▶ The request: Display every line in the listing below that contains the word "tall".

▶ Data to process:
○ ○ ○ ○ ○

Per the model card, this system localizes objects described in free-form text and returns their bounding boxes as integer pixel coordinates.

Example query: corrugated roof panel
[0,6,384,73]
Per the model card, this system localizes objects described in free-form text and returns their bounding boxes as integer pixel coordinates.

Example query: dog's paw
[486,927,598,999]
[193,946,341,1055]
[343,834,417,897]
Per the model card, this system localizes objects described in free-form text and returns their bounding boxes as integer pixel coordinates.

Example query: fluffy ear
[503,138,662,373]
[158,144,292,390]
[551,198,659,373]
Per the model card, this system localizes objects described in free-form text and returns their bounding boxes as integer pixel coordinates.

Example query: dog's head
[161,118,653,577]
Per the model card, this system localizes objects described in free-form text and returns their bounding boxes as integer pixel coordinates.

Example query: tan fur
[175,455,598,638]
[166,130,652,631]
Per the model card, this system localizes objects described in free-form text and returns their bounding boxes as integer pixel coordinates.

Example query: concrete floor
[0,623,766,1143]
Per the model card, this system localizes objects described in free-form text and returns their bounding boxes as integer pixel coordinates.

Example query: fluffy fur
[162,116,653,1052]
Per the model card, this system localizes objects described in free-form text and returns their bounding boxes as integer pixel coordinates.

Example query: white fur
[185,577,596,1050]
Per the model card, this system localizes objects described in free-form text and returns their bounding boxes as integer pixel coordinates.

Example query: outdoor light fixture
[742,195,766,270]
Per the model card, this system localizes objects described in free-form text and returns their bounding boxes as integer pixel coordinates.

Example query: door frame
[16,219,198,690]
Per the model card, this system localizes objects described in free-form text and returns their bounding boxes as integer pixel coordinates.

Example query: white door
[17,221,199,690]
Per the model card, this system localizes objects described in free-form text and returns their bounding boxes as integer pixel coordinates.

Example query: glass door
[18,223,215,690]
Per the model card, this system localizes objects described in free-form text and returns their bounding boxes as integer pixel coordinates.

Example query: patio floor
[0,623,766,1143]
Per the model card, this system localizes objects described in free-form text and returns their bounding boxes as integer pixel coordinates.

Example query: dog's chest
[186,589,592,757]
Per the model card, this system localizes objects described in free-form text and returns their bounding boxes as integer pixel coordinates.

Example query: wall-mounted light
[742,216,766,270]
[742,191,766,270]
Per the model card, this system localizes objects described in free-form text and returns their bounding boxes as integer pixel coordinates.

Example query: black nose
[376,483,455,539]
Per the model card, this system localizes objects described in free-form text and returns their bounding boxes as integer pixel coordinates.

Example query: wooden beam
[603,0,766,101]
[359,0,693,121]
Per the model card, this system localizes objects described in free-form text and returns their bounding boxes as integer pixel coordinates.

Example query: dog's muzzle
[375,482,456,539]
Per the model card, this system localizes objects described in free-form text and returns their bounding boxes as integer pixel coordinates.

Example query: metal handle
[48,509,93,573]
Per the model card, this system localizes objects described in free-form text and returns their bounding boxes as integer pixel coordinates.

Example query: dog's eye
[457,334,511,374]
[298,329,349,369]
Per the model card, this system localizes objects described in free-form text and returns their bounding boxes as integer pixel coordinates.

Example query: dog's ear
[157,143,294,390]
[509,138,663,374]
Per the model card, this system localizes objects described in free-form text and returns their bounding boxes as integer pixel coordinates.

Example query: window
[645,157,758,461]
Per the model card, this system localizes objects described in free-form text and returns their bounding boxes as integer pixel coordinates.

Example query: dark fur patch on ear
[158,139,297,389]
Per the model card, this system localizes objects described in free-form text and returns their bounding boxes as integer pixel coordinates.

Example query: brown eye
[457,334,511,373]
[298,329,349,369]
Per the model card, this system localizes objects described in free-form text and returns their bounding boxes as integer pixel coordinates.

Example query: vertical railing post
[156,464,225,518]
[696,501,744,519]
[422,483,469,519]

○ ○ ○ ○ ○

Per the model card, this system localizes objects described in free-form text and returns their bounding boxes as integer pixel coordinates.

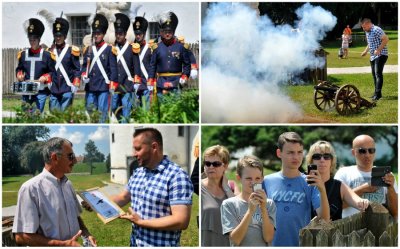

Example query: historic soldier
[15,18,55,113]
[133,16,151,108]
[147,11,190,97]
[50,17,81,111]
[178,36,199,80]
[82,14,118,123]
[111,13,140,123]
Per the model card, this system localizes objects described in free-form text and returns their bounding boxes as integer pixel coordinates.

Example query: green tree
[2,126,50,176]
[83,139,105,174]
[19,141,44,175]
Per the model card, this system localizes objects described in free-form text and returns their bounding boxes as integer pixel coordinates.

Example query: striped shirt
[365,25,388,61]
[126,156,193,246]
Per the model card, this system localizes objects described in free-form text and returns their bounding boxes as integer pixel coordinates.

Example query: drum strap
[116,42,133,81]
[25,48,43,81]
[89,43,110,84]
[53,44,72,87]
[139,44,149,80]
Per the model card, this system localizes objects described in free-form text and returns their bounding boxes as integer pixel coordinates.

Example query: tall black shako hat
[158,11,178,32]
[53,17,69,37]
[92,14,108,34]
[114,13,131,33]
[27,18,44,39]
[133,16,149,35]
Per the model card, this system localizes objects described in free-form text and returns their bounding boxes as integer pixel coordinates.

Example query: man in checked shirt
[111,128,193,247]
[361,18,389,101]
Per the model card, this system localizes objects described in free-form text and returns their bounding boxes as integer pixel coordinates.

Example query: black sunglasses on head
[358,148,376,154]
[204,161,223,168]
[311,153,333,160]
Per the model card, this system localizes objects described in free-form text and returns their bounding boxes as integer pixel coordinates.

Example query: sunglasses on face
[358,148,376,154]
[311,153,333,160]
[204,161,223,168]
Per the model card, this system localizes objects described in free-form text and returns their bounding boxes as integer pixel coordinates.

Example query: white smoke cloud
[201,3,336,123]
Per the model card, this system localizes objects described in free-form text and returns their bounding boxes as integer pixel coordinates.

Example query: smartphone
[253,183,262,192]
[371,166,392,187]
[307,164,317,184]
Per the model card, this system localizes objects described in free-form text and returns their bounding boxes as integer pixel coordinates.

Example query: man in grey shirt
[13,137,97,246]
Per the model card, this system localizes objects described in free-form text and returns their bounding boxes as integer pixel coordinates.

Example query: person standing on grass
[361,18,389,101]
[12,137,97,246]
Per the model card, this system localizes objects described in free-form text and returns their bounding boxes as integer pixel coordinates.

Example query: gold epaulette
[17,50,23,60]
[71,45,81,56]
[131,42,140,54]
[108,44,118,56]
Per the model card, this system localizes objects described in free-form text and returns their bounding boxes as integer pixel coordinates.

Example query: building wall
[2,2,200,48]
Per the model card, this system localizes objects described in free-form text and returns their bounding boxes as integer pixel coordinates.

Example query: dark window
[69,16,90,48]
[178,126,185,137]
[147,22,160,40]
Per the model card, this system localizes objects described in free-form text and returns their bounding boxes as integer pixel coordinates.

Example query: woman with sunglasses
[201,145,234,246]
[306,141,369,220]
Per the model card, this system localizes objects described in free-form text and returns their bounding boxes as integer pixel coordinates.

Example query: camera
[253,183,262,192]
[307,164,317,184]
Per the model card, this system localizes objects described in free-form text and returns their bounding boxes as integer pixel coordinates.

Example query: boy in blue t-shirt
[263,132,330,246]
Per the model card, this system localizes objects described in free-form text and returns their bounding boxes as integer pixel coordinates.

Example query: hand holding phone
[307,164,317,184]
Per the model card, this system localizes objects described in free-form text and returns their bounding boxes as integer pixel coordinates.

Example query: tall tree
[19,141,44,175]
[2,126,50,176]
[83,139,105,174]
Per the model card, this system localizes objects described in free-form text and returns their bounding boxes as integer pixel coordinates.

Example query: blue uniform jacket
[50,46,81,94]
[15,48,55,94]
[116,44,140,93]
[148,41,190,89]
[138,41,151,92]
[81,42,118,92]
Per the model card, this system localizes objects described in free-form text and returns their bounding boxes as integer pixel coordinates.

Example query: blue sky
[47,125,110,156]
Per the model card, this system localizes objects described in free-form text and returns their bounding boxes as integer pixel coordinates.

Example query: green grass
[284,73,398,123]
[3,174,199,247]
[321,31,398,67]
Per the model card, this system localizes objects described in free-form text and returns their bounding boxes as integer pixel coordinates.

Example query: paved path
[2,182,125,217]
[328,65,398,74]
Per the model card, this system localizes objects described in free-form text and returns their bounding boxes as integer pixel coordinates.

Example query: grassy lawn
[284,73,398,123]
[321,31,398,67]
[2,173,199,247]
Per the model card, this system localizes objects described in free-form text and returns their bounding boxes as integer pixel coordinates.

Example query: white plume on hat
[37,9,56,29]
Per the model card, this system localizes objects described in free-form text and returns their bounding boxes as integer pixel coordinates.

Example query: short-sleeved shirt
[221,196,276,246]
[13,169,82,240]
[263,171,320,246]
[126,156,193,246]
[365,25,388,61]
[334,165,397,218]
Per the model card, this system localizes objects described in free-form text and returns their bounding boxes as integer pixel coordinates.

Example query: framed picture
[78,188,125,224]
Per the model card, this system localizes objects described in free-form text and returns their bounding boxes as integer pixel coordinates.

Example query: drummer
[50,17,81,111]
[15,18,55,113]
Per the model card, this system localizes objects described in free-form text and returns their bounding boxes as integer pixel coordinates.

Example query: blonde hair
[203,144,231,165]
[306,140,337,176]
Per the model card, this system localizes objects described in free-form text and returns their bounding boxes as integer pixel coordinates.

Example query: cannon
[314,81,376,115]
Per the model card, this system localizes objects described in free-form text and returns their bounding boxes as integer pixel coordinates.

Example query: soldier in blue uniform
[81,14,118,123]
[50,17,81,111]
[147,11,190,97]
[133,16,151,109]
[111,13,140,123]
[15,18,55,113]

○ ○ ○ ○ ○

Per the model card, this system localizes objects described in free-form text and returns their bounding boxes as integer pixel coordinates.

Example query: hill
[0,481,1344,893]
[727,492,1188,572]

○ ○ ○ ○ ○

▶ Output below:
Example query: tall black shako hat
Example query: tall tree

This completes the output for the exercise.